» Your objective: Each record below must be returned exactly, with no line left out.
** Opening Data for this exercise block **
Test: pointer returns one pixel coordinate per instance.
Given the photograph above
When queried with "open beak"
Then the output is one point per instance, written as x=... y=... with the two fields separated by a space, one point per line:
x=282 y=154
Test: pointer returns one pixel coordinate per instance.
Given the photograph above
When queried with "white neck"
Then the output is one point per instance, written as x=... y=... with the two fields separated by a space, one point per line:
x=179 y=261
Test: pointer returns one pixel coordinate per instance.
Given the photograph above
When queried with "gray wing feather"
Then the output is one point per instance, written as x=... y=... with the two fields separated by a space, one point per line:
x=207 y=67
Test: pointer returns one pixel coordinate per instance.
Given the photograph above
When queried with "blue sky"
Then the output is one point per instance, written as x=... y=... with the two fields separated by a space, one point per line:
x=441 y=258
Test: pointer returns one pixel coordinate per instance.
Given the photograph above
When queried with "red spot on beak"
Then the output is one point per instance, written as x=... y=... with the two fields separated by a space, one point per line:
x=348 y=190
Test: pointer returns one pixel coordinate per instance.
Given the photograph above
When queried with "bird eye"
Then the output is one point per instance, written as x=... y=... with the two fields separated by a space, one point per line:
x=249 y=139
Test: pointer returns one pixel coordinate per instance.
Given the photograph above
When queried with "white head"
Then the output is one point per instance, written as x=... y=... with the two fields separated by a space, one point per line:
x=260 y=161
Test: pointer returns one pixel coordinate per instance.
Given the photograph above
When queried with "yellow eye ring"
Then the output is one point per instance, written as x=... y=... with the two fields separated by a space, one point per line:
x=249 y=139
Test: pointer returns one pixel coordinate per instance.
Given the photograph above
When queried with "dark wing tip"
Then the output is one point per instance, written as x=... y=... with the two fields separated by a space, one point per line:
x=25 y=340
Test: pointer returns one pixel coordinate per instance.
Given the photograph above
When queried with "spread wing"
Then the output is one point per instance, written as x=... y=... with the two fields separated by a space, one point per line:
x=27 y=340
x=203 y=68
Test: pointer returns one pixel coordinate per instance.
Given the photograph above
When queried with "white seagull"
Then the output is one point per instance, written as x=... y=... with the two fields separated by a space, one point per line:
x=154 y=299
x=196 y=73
** Closing Data for this exercise block **
» Written solution:
Test: pointer returns one pixel coordinate per instance.
Given the photograph above
When queried with "open beak"
Then the output is one point per instance, written as x=... y=... with the two fields separated by a space, one point per line:
x=282 y=154
Test: pointer returns one pixel coordinate per instance.
Given the photograph above
When queried with "white neck"
Then the output is one point per instance, written as x=... y=... with the two fields separated by a space, one point per line:
x=179 y=261
Test: pointer returns one pixel coordinate per instance.
Given the photograph above
When queried with "gray wing feather"
Then the output is one point per instance, written as x=... y=... with the two fields separated by a space, one point per line:
x=207 y=67
Test: pointer returns one pixel coordinate per instance.
Given the photograph above
When queried with "blue sky"
Then the output is one point per instance, written as x=... y=... with the two fields separated by a space, one point per line:
x=441 y=258
Test: pointer returns one pixel coordinate per instance.
Given the photograph above
When queried with "red spot on beak"
Then the output is one point per instance, written as x=... y=... with the two fields separated by a space, one point per line:
x=348 y=190
Test: pointer returns one pixel coordinate per instance.
Given the photograph above
When queried with "bird eye"
Then the output is one point per instance, written as x=... y=... with the two fields separated by a space, one point per line:
x=249 y=139
Test: pointer returns one pixel coordinate per instance.
Given the photograph above
When queried with "white head"
Then the output is one point per instance, written as x=... y=... with the two fields separated by a space, one point per line:
x=260 y=161
Test: pointer returns one pixel coordinate per instance.
Given the photograph above
When queried with "yellow eye ring"
Then the output is one point per instance, written as x=... y=... with the two fields separated by a space, one point per line:
x=249 y=139
Test: pointer returns one pixel coordinate per instance.
Given the photograph above
When queried with "dark wing tip"
Then the output is one point per instance, written as x=... y=... with the two fields separated by a space, one point per line:
x=25 y=340
Test: pointer returns one pixel coordinate per instance.
Given the photograph above
When queried with "spread wing"
Then the output is one point per instance, written as x=... y=... with the two fields separated by a space, one point per line:
x=27 y=340
x=203 y=68
Test: pointer returns one pixel coordinate per instance.
Given the photograph above
When queried with "white seagull"
Then the output is one point per instance, written as x=... y=... with the two fields separated by a space, one point per line:
x=154 y=299
x=196 y=73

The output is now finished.